INSTRUCTION: Copy the rows below word for word, leaving out the pictures.

Named object pointing rows:
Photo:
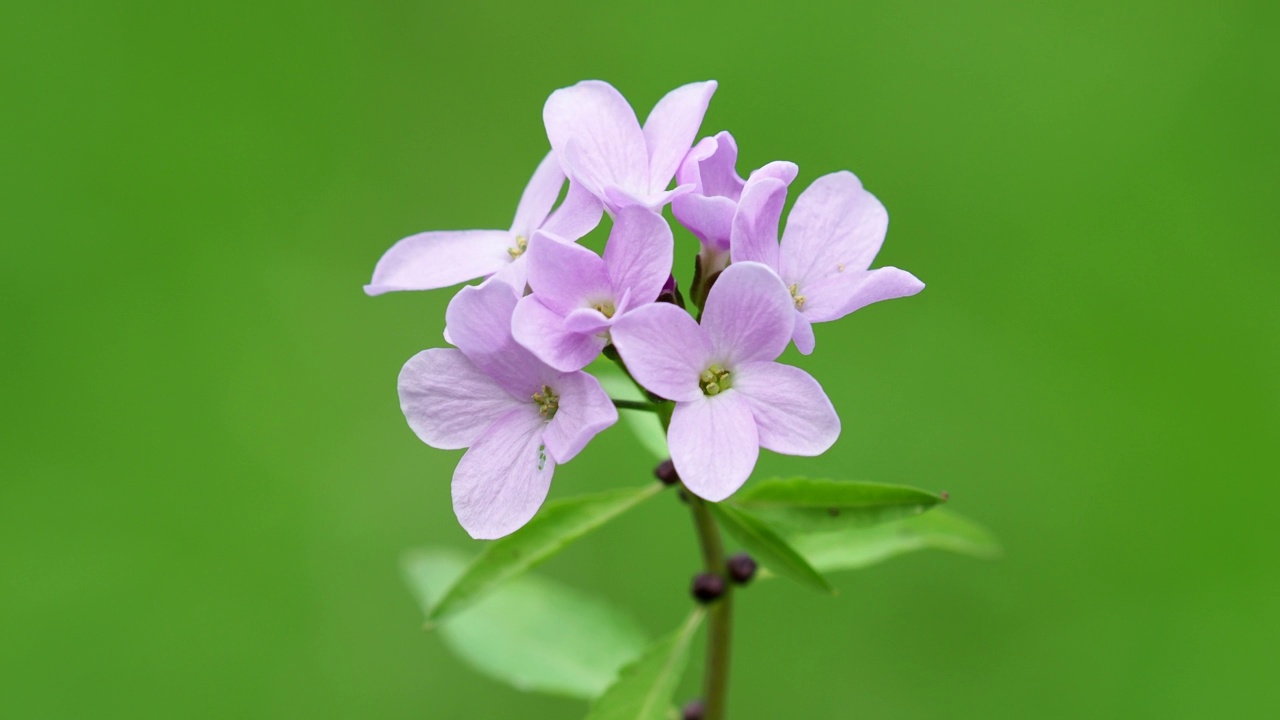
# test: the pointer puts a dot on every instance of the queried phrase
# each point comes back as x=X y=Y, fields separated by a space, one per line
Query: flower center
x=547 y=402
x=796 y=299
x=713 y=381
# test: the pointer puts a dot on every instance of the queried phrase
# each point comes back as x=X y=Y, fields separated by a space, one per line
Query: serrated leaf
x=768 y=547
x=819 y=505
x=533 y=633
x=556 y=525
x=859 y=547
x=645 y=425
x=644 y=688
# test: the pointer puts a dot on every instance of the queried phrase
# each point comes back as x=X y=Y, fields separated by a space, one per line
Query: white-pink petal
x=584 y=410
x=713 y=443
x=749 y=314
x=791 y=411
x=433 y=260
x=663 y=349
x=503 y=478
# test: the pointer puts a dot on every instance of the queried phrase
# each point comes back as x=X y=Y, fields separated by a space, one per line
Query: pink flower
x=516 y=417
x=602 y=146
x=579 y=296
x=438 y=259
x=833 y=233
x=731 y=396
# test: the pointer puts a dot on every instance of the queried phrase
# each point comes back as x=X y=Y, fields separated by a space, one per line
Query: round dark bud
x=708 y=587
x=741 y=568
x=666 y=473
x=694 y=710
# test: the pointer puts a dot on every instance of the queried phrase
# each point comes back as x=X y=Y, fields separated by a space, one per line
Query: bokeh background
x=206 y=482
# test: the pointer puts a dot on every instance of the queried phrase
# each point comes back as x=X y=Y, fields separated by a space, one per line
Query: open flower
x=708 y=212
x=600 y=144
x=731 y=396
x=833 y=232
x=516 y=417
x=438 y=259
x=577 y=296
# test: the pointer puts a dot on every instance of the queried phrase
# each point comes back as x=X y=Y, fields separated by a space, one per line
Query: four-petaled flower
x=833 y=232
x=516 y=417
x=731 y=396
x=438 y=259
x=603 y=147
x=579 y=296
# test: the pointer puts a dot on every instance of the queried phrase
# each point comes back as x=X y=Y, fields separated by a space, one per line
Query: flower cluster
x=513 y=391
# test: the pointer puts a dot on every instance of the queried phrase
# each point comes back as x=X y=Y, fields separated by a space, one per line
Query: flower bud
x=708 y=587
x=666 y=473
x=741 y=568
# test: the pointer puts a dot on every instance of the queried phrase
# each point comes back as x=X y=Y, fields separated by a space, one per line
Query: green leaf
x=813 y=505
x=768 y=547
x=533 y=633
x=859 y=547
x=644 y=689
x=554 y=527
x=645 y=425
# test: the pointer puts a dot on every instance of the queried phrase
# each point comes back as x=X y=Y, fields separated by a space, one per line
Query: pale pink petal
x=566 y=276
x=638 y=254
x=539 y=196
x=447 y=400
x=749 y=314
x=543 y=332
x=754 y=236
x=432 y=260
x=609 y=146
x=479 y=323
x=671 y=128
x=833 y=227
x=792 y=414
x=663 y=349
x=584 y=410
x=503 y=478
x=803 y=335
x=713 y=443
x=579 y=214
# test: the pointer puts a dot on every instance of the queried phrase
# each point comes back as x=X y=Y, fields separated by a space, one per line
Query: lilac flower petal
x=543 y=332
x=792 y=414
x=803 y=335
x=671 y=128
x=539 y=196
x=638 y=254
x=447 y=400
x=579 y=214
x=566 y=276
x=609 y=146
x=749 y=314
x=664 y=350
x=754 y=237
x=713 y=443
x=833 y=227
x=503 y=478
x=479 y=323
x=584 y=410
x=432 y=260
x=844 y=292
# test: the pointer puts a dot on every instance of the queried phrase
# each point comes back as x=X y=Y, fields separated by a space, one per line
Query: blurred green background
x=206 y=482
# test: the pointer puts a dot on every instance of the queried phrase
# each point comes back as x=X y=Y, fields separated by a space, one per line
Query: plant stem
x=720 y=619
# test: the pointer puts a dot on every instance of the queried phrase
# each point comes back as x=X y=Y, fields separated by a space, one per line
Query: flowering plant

IN RESPONSE:
Photo:
# test: the pointer puts a dot on every instance of the queried phrase
# each point comes back as x=X y=Y, fields separated by a space, one per line
Query: flower center
x=547 y=402
x=796 y=299
x=713 y=381
# test: the pointer puts a dot on every instance of the queried phrase
# each point comes back as x=X y=Y, fields separated by a space, one per line
Query: serrated leaf
x=768 y=547
x=819 y=505
x=533 y=633
x=556 y=525
x=859 y=547
x=645 y=425
x=644 y=688
# test: the pointer puts a dot on every instance of the queried phrase
# each point comes back as x=X y=Y, fields separated by a space, one per line
Query: white-pink petal
x=584 y=410
x=713 y=443
x=749 y=314
x=791 y=411
x=433 y=260
x=663 y=349
x=503 y=478
# test: the pointer puts a dot on every instance of the queried phrase
# each point comes back as x=X y=Y, fields separated by a space, one per line
Query: pink flower
x=516 y=417
x=602 y=146
x=579 y=296
x=438 y=259
x=833 y=233
x=731 y=396
# test: the pointer puts a dot on every instance of the queried phrase
# each point comes back as x=X y=Y, fields separated by a space, one per line
Query: round dark bud
x=708 y=587
x=741 y=568
x=666 y=473
x=694 y=710
# test: the pointer puts a dot on every instance of the queried phrase
# each point comes back as x=X y=Y, fields separated by a space, one per line
Query: bokeh background
x=206 y=482
# test: the pointer puts a dot on every instance of the queried phrase
# each point comes back as x=X y=Y, fields separated by a space, one per line
Query: open flower
x=708 y=212
x=600 y=144
x=731 y=396
x=833 y=232
x=516 y=417
x=438 y=259
x=577 y=296
# test: the pointer puts a dot on every instance of the queried phrase
# each point comes back as x=X y=Y, fields separated by a space, one per line
Query: four-petaled flower
x=833 y=232
x=516 y=417
x=731 y=396
x=438 y=259
x=603 y=147
x=579 y=296
# test: the pointer puts a dot on every instance of the queried phrase
# each point comes back as x=X y=Y, fields separated by a space, one per line
Query: flower cluster
x=513 y=391
# test: the pointer puts a dot on every instance of the queried phrase
# each point comes back as x=X y=Y, fields separated by a space, one per line
Query: flower bud
x=708 y=587
x=666 y=473
x=741 y=568
# test: the pointer puts a dot on every instance of the queried phrase
# each point comes back as x=X y=Y, fields separated by a space, one per line
Query: green leaf
x=813 y=505
x=768 y=547
x=533 y=633
x=859 y=547
x=644 y=689
x=554 y=527
x=645 y=425
# test: the pointer puts a dot on every instance of the queried phrase
# each point comes back as x=X y=Y, fields separated by a space, one per line
Query: pale pink petal
x=566 y=276
x=638 y=254
x=539 y=196
x=447 y=400
x=749 y=314
x=543 y=332
x=754 y=236
x=432 y=260
x=609 y=146
x=479 y=323
x=671 y=128
x=833 y=227
x=792 y=414
x=663 y=349
x=584 y=410
x=503 y=478
x=803 y=335
x=713 y=443
x=579 y=214
# test: the pointer puts a dot on every instance of the queried phrase
# each point comes back as x=X y=Y, fields separated by a space, one per line
Query: lilac flower petal
x=543 y=332
x=792 y=414
x=803 y=335
x=671 y=128
x=539 y=196
x=638 y=254
x=447 y=400
x=579 y=214
x=566 y=276
x=609 y=146
x=749 y=314
x=664 y=350
x=754 y=237
x=713 y=443
x=833 y=227
x=503 y=478
x=479 y=323
x=584 y=410
x=432 y=260
x=844 y=292
# test: the pointer puts a dot on every instance of the queried phrase
# each point comes back as x=X y=Y, fields separated by a space, one per line
Query: blurred green background
x=206 y=482
# test: the pointer puts a dot on every instance of the queried phrase
# each point comes back as x=X y=Y, fields separated by a space, one per line
Query: plant stem
x=720 y=619
# test: the pointer puts a dot on every instance of the queried phrase
# each point comes back as x=X y=Y, fields separated by a space, one per line
Query: flowering plant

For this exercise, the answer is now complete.